To fix this, let's try to move multiple hashes at the same time to
meet constraint # 3.

The implementation includes sorting the "records" to be able to
collect records with a cumulative load close enough to the ideal value.

Signed-off-by: Ilya Maximets 
---

Version 2:
  * Rebased.
  * Few small style adjustments.
  * Combined the test with the main change in a single patch.
I don't remember why I sent them separately 4 years ago. :)

  * I tried to play around with migration_threshold, but different
values leads to exctly the same end result in my testing but with
larger number of calls to choose_entries_to_migrate(). For example,
in the unit test in this patch, with 10% threshold, it migrates 48
hashes at the first call and 5 more on a second, 53 hashes in total.
If the threshold is 50% of ideal, it moves same 53 hashes but in
smaller chunks: 22, 16, 8, 4, 2, 1 (hashes per call).  This just
takes a bit more of processing time and doesn't change the result.
Note that all these migrations done within a single bond_rebalance()
run, so there is no difference for actual mogration of packet flows.

Therefore, I kept threshold as it was in the first versin of a patch,
i.e. 10% difference with the ideal delta.

 ofproto/bond.c| 127 +-
 tests/ofproto-dpif.at | 104 +-
 2 files changed, 179 insertions(+), 52 deletions(-)

diff --git a/ofproto/bond.c b/ofproto/bond.c
index 35b9caac0..b9bfa4549 100644
--- a/ofproto/bond.c
+++ b/ofproto/bond.c
@@ -1173,49 +1173,72 @@ bond_shift_load(struct bond_entry *hash, struct 
bond_member *to)
 bond->bond_revalidate = true;
 }
 
-/* Picks and returns a bond_entry to migrate from 'from' (the most heavily
+/* Picks and returns 'bond_entry's to migrate from 'from' (the most heavily
  * loaded bond member) to a bond member that has 'to_tx_bytes' bytes of load,
  * given that doing so must decrease the ratio of the load on the two members
- * by at least 0.1.  Returns NULL if there is no appropriate entry.

**Exercise task**
Continue the bond rebalancing patch from its last line. The material below is not needed for this.

**Dataset rows**
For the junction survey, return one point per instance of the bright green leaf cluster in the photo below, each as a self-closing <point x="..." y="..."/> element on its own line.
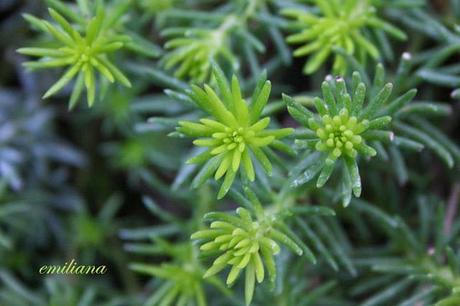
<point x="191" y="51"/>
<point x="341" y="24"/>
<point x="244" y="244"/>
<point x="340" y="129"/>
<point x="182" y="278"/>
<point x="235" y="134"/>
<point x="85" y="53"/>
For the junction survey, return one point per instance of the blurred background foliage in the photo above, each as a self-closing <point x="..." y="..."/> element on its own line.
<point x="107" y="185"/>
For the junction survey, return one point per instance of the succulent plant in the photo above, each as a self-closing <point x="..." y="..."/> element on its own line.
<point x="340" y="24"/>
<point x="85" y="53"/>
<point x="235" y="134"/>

**Expected output**
+ * by at least 0.1.  Returns number of entries filled in 'to_migrate'.
  *
- * The list of entries isn't sorted.  I don't know of a reason to prefer to
- * shift away small hashes or large hashes. */
-static struct bond_entry *
-choose_entry_to_migrate(const struct bond_member *from, uint64_t to_tx_bytes)
+ * The list of entries is sorted in descending order of load.  This allows us
+ * to collect subset of entries with accumulated load close to ideal.  */
+static size_t
+choose_entries_to_migrate(const struct bond_member *from, uint64_t to_tx_bytes,
+  struct bond_entry **to_migrate)
 OVS_REQ_WRLOCK(rwlock)
 {
 struct bond_entry *e;
+/* Note, the ideal traffic is the mid point between 'from' and 'to'.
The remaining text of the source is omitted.